Text -
Here we are in this life and with limited time, but our situation in being human is an extremely fortunate one. Don’t be afraid to use it. Immersing yourself in another world is a way to avoid this one, and the moments are rushing by faster than it seems.

Saturday, October 24, 2009

Panditavagga: The Wise


After covering fools in the Balavagga, it makes sense that the Buddha would next bring up the wise, which he does with the Panditavagga, a word that is almost as fun to say as Balavagga. What I find nice in this chapter of the Dhammapada is how I am able to recognize within these verses facets of the Buddha’s teaching in other suttas, particularly the verses pertaining to friends and friendship.

The first pair of verses, while talking about a sage or teacher, can easily be applied to how one ought to select his or her friends.

“Regard him as one who
points out
treasure,
the wise one who
seeing your faults
rebukes you.
Stay with this sort of sage.
For the one who stays
with a sage of this sort,
things get better,
not worse.

Let him admonish, instruct,
deflect you
away from poor manners.
To the good, he’s endearing;
to the bad, he’s not.”

And the next verse is more explicit.

“Don’t associate with bad friends.
Don’t associate with the low.
Associate with admirable friends.
Associate with the best.”

What these verses call to mind for me is the Sigalovada Sutta (DN 31), also known as the Layperson’s Code of Discipline. In this sutta, the Buddha guides a young householder on how to identify the four types of harmful friends – “foes in the guise of friends” – and the four types of good friends – “warm-hearted friends.” The company we keep is critical to the level of skillfulness we are able to attain, and if you feel that something is holding back your progress, take a look first at the people you associate with; your hindrance just might be another person.

A sense of stoic resolve is also described in the Panditavagga as being a characteristic of the wise: the wise are like a deep and calm lake; like a rock that won’t budge in the wind. But this steadfastness is not apathy, or even descriptive of someone who doesn’t know how to have fun. Rather, it is a quality of consistency, of having a lack of caprice.

[Collected data]
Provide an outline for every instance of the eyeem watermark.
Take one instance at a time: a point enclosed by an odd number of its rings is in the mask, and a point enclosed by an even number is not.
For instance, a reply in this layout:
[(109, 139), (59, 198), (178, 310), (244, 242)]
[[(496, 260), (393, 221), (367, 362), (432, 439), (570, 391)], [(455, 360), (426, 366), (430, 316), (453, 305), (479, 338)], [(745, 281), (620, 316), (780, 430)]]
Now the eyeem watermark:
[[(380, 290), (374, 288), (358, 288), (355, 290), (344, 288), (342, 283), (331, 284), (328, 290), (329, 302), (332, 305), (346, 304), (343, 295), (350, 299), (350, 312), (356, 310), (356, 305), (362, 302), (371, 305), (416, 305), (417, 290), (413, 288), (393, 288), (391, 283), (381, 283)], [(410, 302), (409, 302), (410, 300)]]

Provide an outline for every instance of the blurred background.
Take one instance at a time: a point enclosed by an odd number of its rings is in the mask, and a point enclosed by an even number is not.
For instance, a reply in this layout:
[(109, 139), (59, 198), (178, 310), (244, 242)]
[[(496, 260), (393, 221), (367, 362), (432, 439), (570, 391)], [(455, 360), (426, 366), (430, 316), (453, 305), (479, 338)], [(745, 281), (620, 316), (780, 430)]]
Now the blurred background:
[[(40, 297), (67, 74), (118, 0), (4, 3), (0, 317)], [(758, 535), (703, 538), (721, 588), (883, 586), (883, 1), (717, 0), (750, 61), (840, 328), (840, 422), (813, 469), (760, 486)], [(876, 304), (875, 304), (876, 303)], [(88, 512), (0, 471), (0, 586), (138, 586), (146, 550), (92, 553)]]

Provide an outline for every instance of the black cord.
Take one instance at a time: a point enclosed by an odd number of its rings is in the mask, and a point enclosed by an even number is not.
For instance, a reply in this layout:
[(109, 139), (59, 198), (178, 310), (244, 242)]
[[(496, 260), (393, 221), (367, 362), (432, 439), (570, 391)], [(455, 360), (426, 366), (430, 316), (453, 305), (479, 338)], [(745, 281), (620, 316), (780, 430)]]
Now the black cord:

Try it -
Answer these questions from the text on the Panditavagga:
(a) Which chapter covered fools before the Panditavagga?
(b) Which sutta do the verses call to mind, and by what other name is it known?
(c) To what two things are the wise compared?

Exercise response -
(a) The Balavagga.
(b) The Sigalovada Sutta (DN 31), also known as the Layperson's Code of Discipline.
(c) A deep and calm lake, and a rock that won't budge in the wind.